Dose evaluation in iodine-131 therapy of hyperthyroidism with heterogeneous thyroid iodine distribution using SPECT images

Introduction: For I-131 therapy for hyperthyroidism, the Marinelli-Quimby formula is used to estimate the absorbed dose. This formula is a method for calculating the mean absorbed dose by the thyroid gland using thyroid volume, 24-h radioiodine uptake (RIU), and effective half-life (EHL), assuming a homogeneous distribution of iodine-131 (I-131). In Plummer's disease, I-131 uptake is high only in the autonomic nodules, resulting in heterogeneous I-131 uptake in the thyroid gland. Heterogeneous accumulation of I-131 in the thyroid gland results in over- or under-absorbption in parts of the thyroid compared with the absorbed dose of the entire thyroid gland predicted by the Marinelli–Quimby formula, which may affect treatment efficacy. In this study, we investigated the error when the mean absorbed dose was calculated for the entire thyroid gland or when the absorbed dose was calculated for the affected and unaffected sides to evaluate the inhomogeneity of the absorbed-dose distribution in the thyroid gland.

» **Description of the task**
According to the introduction on I-131 dose evaluation, which three quantities does the Marinelli–Quimby formula use to calculate the mean absorbed dose by the thyroid gland? The entries after the text can be left aside; nothing here depends on them.

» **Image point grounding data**
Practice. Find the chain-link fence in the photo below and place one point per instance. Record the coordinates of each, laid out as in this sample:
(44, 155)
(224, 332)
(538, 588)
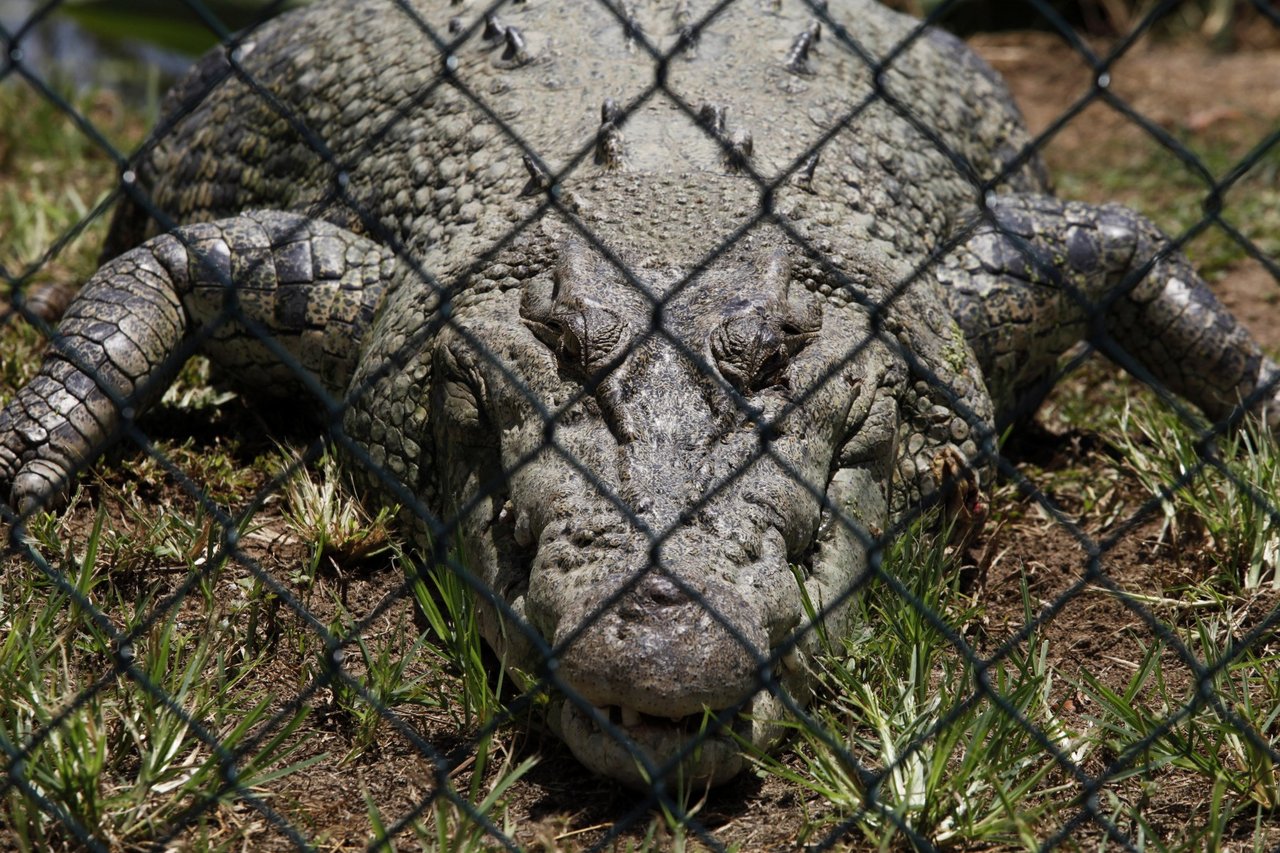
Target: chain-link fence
(213, 647)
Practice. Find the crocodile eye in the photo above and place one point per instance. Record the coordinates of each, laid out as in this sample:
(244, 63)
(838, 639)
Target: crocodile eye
(583, 336)
(752, 352)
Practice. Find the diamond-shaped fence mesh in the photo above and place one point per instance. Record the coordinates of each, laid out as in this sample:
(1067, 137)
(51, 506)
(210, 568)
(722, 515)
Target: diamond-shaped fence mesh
(680, 363)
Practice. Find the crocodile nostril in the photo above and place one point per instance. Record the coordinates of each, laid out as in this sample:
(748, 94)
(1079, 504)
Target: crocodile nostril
(662, 591)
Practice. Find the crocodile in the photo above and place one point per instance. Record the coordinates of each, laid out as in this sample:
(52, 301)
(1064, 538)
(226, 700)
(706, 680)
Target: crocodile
(666, 315)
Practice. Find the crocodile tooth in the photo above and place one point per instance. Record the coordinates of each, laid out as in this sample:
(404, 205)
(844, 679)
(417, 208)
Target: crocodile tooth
(631, 28)
(538, 177)
(740, 150)
(804, 179)
(608, 138)
(712, 117)
(798, 58)
(494, 30)
(516, 53)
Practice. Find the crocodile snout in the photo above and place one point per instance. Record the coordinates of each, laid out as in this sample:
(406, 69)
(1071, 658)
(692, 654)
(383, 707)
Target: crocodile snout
(663, 648)
(670, 670)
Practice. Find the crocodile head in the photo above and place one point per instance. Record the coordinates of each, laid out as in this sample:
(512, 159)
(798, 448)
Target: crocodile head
(649, 459)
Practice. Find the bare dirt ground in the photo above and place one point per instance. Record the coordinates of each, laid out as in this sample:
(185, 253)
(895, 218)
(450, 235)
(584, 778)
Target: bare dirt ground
(1183, 89)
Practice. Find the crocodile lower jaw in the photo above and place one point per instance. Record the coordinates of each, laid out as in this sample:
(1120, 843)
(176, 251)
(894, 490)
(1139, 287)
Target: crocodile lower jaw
(693, 751)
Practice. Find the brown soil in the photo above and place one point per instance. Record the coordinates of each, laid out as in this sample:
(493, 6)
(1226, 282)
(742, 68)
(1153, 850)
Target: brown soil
(1183, 89)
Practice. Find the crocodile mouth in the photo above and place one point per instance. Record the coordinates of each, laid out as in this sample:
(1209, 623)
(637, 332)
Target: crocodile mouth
(695, 749)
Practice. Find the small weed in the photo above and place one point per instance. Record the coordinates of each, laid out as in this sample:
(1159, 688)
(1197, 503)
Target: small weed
(1216, 498)
(338, 530)
(905, 735)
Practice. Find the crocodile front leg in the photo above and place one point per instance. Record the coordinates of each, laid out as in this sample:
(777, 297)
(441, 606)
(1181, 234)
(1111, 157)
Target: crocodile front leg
(263, 293)
(1043, 274)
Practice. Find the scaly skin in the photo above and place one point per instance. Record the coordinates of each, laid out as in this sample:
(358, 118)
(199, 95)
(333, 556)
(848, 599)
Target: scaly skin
(545, 308)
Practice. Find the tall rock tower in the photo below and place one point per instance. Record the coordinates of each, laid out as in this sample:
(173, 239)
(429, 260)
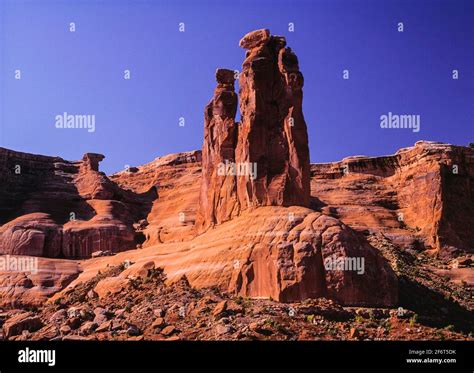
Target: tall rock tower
(264, 159)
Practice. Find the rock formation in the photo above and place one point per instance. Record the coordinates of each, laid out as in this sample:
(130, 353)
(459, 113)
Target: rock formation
(264, 160)
(421, 197)
(56, 208)
(272, 236)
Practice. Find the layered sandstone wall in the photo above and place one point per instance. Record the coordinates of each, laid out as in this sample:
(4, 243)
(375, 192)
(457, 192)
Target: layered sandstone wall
(422, 194)
(55, 208)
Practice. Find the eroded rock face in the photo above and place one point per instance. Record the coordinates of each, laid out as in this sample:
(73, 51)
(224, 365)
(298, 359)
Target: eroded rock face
(420, 197)
(264, 160)
(272, 133)
(55, 208)
(271, 251)
(218, 195)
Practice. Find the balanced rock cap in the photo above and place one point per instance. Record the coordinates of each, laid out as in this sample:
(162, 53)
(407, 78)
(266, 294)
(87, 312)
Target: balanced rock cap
(255, 38)
(225, 76)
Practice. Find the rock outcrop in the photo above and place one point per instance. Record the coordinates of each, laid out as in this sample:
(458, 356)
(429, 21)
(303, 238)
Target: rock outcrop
(264, 159)
(275, 233)
(421, 197)
(55, 208)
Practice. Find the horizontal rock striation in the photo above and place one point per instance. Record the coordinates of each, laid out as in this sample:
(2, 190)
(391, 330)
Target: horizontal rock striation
(422, 196)
(56, 208)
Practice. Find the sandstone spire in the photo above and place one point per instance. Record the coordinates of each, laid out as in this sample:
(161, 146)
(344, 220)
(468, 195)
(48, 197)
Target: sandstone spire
(264, 160)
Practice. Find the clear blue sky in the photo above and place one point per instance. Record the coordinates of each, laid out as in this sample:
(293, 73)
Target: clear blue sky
(173, 73)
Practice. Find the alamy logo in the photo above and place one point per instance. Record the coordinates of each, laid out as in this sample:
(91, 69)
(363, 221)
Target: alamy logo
(66, 120)
(410, 121)
(237, 169)
(335, 263)
(10, 263)
(37, 356)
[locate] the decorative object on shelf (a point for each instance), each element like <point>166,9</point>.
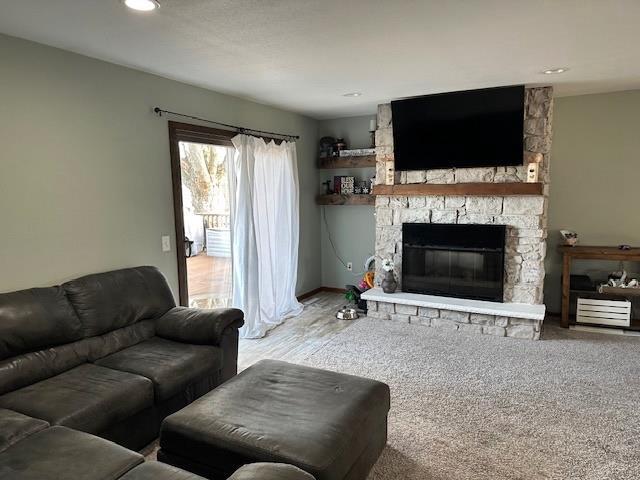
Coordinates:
<point>347,185</point>
<point>533,171</point>
<point>337,184</point>
<point>533,168</point>
<point>359,152</point>
<point>372,132</point>
<point>570,237</point>
<point>390,172</point>
<point>339,145</point>
<point>347,313</point>
<point>326,147</point>
<point>389,283</point>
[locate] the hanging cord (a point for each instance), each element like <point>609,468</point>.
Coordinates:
<point>333,247</point>
<point>159,111</point>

» **Result**
Thyroid volume, 24-h radioiodine uptake (RIU), and effective half-life (EHL).